------ Geselecteerde tekst ------
Waarom is deze gegevenslevering zo belangrijk?

Carin Dankier: ‘Met deze gegevens creëren we een overkoepelend, betrouwbaar beeld van de branche. Zo onderscheiden we feit van fictie, en laten we zien welke verhalen die over en binnen bibliotheken circuleren, ook daadwerkelijk kloppen. Ook zien we of het netwerk goed functioneert: maken bibliotheken optimaal gebruik van elkaars expertise? Zo zorgen we ervoor dat organisaties niet los van elkaar het wiel proberen uit te vinden.’

Hoe wordt de kwaliteit van de data zo goed mogelijk gewaarborgd?

Aad van Tongeren: ‘Tijdens dit proces wordt de kwaliteit van de data goed gecontroleerd. Soms wordt bij bibliotheken navraag gedaan over de door hen aangeleverde cijfers. Om de gegevens zo zuiver mogelijk te houden, is het voor ons belangrijk dat de vragen worden ingevuld door de persoon die het dichtst bij de bron zit.’

Waarom worden juist deze gegevens uitgevraagd?

Carin Dankier: ‘Het is pas mogelijk om trends te signaleren als je langere tijd dezelfde gegevens verzamelt. Oorspronkelijk hebben we daarom dezelfde vragen gesteld als de VOB. Sommige programma’s, zoals BoekStart, kennen bovendien hun eigen evaluatie, die via de KB loopt. Tegelijkertijd is het ook nodig onze gegevensverzameling aan te passen aan opkomende trends. Als we die niet meenemen in onze vragen, ontstaat soms een onjuist beeld. Zo zien we een dalende lijn in het aantal volwassen leden, maar worden bibliotheekactiviteiten mogelijk juist beter bezocht – ook door niet-leden. We richten ons daarom ook op nieuwe activiteiten in het veld, die al wel bewezen hebben geen tijdelijke bevlieging te zijn geweest.’

Wat zijn voor het ministerie de belangrijkste gegevens om in handen te hebben?

Carin Dankier: ‘Met deze gegevens willen we de Tweede Kamer een beeld kunnen geven van de huidige stand van zaken. Daarbij kijken we bijvoorbeeld goed naar de spreiding: welke voorzieningen zijn waar te vinden? Wat is in iedere provincie de gemiddelde afstand tot de bibliotheek? Zo weten we zeker dat burgers in hun nabije omgeving de zaken kunnen vinden die ze nodig hebben – van een ontmoetingsplek tot een plaats waar ze geholpen kunnen worden met hun belastingzaken. Ook zijn we onder meer benieuwd naar ledenaantallen, de hoeveelheid uitleningen, de verschillende soorten activiteiten en de omvang van jeugd- en volwassenencollecties.’

Welke gegevens zou OCW in de toekomst nog graag willen verzamelen?
------
### Oefenopdrachten:
**A)** Leg in één tot drie zinnen uit waarom volgens de tekst over bibliotheekgegevens oorspronkelijk dezelfde vragen werden gesteld als de VOB.
**B)** Neem uit de tekst over bibliotheekgegevens letterlijk het gedeelte over dat begint bij de woorden "Carin Dankier: ‘Het" en eindigt na "handen te hebben?".
------ Datafragmenten ------
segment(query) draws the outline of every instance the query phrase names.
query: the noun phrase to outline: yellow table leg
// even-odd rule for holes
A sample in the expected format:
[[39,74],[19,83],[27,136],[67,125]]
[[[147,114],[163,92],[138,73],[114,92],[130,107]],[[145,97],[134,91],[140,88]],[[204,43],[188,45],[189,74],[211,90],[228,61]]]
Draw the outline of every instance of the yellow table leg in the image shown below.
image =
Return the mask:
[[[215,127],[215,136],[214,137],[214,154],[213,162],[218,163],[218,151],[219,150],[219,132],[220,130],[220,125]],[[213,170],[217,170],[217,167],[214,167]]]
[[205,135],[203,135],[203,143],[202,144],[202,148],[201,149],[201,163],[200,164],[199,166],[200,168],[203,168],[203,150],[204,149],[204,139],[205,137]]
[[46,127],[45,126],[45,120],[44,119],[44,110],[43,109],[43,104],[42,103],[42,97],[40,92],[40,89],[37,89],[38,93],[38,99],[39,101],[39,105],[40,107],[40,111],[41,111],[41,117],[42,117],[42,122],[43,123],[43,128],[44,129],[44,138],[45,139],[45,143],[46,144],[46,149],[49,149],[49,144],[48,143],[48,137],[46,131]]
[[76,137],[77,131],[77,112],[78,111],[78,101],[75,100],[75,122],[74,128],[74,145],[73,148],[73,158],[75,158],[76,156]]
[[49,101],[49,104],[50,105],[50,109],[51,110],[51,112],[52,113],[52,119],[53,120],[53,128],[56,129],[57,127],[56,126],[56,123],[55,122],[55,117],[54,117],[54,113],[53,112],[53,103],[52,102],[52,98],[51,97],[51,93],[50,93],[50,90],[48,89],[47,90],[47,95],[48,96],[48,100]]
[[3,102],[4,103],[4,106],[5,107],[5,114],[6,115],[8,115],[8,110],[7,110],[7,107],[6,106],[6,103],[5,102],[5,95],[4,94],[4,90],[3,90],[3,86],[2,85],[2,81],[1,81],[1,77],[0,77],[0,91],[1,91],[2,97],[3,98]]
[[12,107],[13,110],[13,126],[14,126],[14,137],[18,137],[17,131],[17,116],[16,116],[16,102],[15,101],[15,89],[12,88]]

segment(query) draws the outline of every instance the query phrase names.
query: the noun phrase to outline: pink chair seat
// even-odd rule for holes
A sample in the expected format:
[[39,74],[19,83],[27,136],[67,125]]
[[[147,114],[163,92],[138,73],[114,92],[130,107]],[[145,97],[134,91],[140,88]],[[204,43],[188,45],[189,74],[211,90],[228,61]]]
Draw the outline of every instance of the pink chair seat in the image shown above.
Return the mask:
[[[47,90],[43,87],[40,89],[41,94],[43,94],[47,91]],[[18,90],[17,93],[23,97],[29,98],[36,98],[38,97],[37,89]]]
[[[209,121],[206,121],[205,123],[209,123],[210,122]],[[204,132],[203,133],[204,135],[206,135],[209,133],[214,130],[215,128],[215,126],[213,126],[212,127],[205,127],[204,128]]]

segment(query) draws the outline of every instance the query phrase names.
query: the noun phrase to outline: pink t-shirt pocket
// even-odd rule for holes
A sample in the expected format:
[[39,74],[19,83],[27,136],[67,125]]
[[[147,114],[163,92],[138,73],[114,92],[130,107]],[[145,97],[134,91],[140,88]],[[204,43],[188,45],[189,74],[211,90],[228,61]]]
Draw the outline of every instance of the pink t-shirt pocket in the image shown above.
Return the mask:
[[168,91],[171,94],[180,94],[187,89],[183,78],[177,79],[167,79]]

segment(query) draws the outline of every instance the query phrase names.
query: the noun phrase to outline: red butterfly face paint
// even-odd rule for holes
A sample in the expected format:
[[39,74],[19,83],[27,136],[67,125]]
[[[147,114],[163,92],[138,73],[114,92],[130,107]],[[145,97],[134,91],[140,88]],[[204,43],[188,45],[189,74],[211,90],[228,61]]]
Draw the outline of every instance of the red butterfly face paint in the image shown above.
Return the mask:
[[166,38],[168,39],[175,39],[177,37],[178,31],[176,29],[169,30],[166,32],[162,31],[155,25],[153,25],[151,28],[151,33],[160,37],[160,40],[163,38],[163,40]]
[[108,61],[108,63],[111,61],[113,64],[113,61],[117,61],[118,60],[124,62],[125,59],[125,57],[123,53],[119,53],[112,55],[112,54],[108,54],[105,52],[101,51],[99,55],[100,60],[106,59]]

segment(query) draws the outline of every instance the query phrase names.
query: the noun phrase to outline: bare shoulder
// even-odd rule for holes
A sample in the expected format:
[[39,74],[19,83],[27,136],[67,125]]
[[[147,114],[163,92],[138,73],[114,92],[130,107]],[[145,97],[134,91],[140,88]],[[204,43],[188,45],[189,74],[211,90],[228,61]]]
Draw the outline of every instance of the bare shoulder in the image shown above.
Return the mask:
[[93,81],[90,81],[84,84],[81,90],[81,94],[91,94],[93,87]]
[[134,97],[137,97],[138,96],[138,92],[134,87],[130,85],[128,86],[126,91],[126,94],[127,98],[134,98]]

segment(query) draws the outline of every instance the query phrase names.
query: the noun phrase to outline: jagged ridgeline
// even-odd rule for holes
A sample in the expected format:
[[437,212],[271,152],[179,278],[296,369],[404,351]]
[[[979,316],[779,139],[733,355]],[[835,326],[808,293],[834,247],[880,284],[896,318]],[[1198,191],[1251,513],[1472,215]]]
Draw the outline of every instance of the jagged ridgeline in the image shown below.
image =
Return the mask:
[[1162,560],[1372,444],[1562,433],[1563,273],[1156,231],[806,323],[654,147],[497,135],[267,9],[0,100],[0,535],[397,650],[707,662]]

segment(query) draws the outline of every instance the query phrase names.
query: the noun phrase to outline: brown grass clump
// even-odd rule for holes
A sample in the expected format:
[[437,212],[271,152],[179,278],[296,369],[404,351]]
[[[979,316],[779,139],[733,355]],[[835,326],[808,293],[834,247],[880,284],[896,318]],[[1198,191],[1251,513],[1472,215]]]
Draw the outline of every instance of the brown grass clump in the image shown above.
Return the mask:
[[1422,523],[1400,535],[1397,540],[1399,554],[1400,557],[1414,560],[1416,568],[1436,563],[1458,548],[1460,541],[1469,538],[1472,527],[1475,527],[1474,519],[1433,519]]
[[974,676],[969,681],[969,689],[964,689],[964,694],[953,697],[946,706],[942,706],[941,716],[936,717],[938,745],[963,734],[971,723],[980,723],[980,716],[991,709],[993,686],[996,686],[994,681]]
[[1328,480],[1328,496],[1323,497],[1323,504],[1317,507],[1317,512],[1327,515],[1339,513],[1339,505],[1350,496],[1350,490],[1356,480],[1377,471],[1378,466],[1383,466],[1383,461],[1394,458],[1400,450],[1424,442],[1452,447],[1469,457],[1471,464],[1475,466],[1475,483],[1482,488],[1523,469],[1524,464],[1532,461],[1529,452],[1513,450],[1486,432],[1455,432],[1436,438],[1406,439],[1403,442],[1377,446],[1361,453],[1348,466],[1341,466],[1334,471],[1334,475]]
------
### Antwoorden:
**A)** Trends zijn pas te signaleren als je langere tijd dezelfde gegevens verzamelt. Daarom werden oorspronkelijk dezelfde vragen gesteld als de VOB.

**B)**
Carin Dankier: ‘Het is pas mogelijk om trends te signaleren als je langere tijd dezelfde gegevens verzamelt. Oorspronkelijk hebben we daarom dezelfde vragen gesteld als de VOB. Sommige programma’s, zoals BoekStart, kennen bovendien hun eigen evaluatie, die via de KB loopt. Tegelijkertijd is het ook nodig onze gegevensverzameling aan te passen aan opkomende trends. Als we die niet meenemen in onze vragen, ontstaat soms een onjuist beeld. Zo zien we een dalende lijn in het aantal volwassen leden, maar worden bibliotheekactiviteiten mogelijk juist beter bezocht – ook door niet-leden. We richten ons daarom ook op nieuwe activiteiten in het veld, die al wel bewezen hebben geen tijdelijke bevlieging te zijn geweest.’

Wat zijn voor het ministerie de belangrijkste gegevens om in handen te hebben?